### [Work task]
Please continue the report on shelling and medical care in East Ghouta, picking up after its last sentence.

### [Passage shown]
Syria: Medical services stretched beyond limit after shelling in East Ghouta
Brussels – In the besieged East Ghouta enclave near Damascus, Syria, intense bombing and shelling is resulting in huge numbers of wounded and is creating a disaster for patients in need of medical treatment, says Médecins Sans Frontières (MSF).
From 14 to 26 November, five MSF-supported field hospitals in East Ghouta, to the east of the Syrian capital Damascus, have responded to 24 mass casualty influxes. Including those mass casualties and other individual admissions, the reported numbers in those medical facilities so far amount to 576 wounded and 69 dead. This does not represent the total casualty numbers as there are further wounded and dead being reported from facilities that MSF does not regularly support in the area.
Among the casualties counted so far, 149, or just over a quarter, of the wounded, and a quarter of the dead have been women and children under 15 years old.
“During this period of intense conflict, medical care - for men, women and children – is at its most needed. But the services in East Ghouta are stretched beyond their limits”, says Bertrand Perrochet, Director of Operations for MSF. “ Even those who risk trying to reach a hospital or clinic may find it has reduced services due to the fear of bombing, and many facilities are consuming exceptional amounts of medical supplies that will be difficult to replenish.”
The availability of medical care has reduced due to bombing, shelling and fear of attacks. A major field hospital in Kafr Batna in East Ghouta that MSF has been supporting from abroad since 2013 was hit on 20 November by two rockets, destroying a water tank and solar panels, causing some damage to the in-patient department, and putting one ambulance out of service – but fortunately with no serious injuries of staff or patients. The medics there suspended their services for two days to enable essential repairs. Another two field hospitals supported by MSF and a supported clinic temporarily suspended their non-emergency services between 15 and 18 November out of fear of exposing medics and patients to being wounded or killed.

### [Data listing]
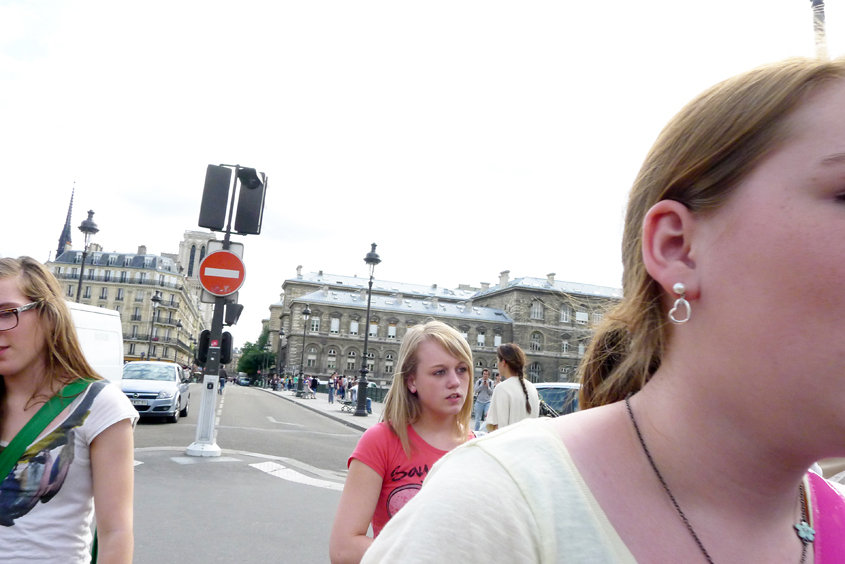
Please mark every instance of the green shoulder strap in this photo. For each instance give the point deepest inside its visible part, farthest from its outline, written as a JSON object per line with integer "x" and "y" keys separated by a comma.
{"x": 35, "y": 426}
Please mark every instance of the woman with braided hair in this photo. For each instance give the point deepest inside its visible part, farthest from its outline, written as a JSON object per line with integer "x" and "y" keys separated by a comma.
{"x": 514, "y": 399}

...

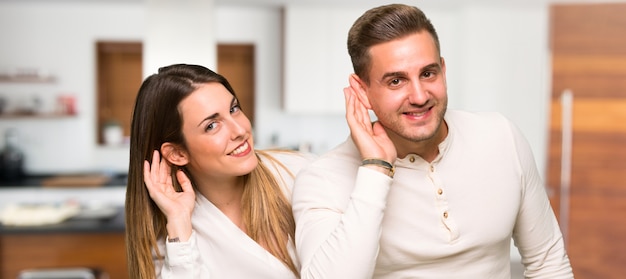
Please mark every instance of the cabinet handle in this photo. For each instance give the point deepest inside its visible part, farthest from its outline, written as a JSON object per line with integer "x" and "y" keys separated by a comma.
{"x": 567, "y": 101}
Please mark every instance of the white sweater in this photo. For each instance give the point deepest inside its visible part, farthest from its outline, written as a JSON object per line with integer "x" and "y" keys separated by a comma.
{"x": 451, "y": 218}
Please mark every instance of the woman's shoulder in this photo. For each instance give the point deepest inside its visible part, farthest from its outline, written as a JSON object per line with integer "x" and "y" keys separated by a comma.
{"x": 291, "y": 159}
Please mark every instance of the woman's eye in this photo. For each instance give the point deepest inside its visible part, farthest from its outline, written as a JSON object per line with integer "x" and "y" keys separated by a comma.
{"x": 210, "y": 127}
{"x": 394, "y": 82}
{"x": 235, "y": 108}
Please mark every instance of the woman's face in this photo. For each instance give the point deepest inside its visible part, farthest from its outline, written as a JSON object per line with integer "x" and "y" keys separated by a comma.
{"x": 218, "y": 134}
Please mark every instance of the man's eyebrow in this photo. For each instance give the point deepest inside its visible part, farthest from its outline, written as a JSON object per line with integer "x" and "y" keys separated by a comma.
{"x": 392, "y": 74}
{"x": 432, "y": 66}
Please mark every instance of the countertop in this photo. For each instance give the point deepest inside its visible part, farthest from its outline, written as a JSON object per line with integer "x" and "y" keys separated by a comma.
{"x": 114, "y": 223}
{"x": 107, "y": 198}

---

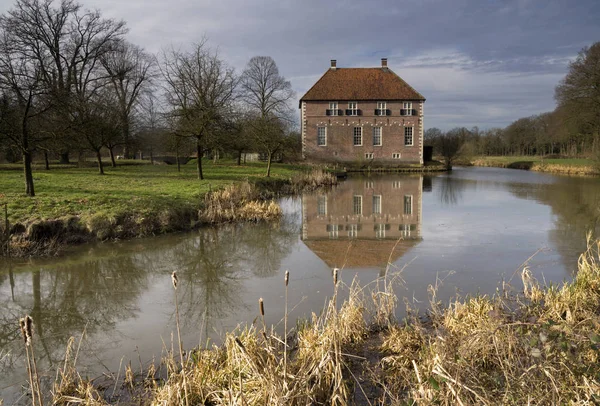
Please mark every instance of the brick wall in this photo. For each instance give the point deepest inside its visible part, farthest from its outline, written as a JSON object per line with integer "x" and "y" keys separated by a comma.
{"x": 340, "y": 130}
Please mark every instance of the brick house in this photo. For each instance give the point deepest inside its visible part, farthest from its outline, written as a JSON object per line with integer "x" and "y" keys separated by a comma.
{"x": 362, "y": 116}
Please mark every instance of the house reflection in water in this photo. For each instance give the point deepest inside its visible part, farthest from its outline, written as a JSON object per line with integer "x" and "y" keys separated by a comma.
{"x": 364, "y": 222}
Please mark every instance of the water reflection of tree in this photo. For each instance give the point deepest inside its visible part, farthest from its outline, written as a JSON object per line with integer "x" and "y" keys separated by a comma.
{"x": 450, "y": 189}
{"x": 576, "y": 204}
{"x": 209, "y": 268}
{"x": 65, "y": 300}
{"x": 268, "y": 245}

### [Result of the exercise]
Aside from assisting 21 regularly-supported facilities in the area with medical supplies, MSF had built up reserve stocks in the area for distribution at times of critical need. These MSF reserve stocks are now being used up at a fast rate, with some items completely run out and others almost fully depleted, such as blood bags, dextrose IV-fluid pouches, large size examination gloves, iodine and oral paediatric antibiotics. Most of the facilities MSF is in contact with report being in need of further supplies, not only for treating wounded but also for treating sick patients who constitute the majority of the urgent needs. If these facilities cannot obtain essential medical supplies, treatment options will further reduce putting more critical patients at risk of further deterioration or death.
The pervasive fear of being hit in the near-constant bombing and shelling means people needing medical care and medical personnel are staying at home. Therefore many patients are not getting the care they need and medical personnel are even more reduced than usual in facilities that MSF supports.
“The medics we support and their patients need to be safe in hospitals and clinics,” says Perrochet. “But even if people can get to healthcare and can be safe there, without a huge exercise to resupply the area with medical essentials, the medics’ capacity to save lives will be increasingly limited.”
MSF calls for due precautions to be taken by all belligerents, in accordance with International Humanitarian Law, to avoid hitting civilians and civilian infrastructure including hospitals and residential areas. MSF also urges the Government of Syria to authorise without delay the supply of medicines and medical material into East Ghouta for all agencies or organisations ready to provide aid.
MSF is aware of reports of shelling by armed opposition groups over this period on central Damascus, but because the organisation has not yet been granted authorisation to work in government-controlled areas, MSF does not have access to on-the-ground information that would enable commentary on the situation or the needs there.
MSF directly operates five health facilities and three mobile clinic teams in northern Syria, has partnerships with five facilities, and provides distance-support to around 70 health facilities countrywide in areas where MSF cannot be directly present. No MSF staff are present in supported facilities. MSF’s activities in Syria do not include areas controlled by the Islamic State group since no assurances about safety and impartiality have been obtained from their leadership, nor can MSF work in government-controlled areas since MSF’s requests for permission to date has not resulted in any access. To assure independence from political pressures, MSF receives no government funding for its work in Syria.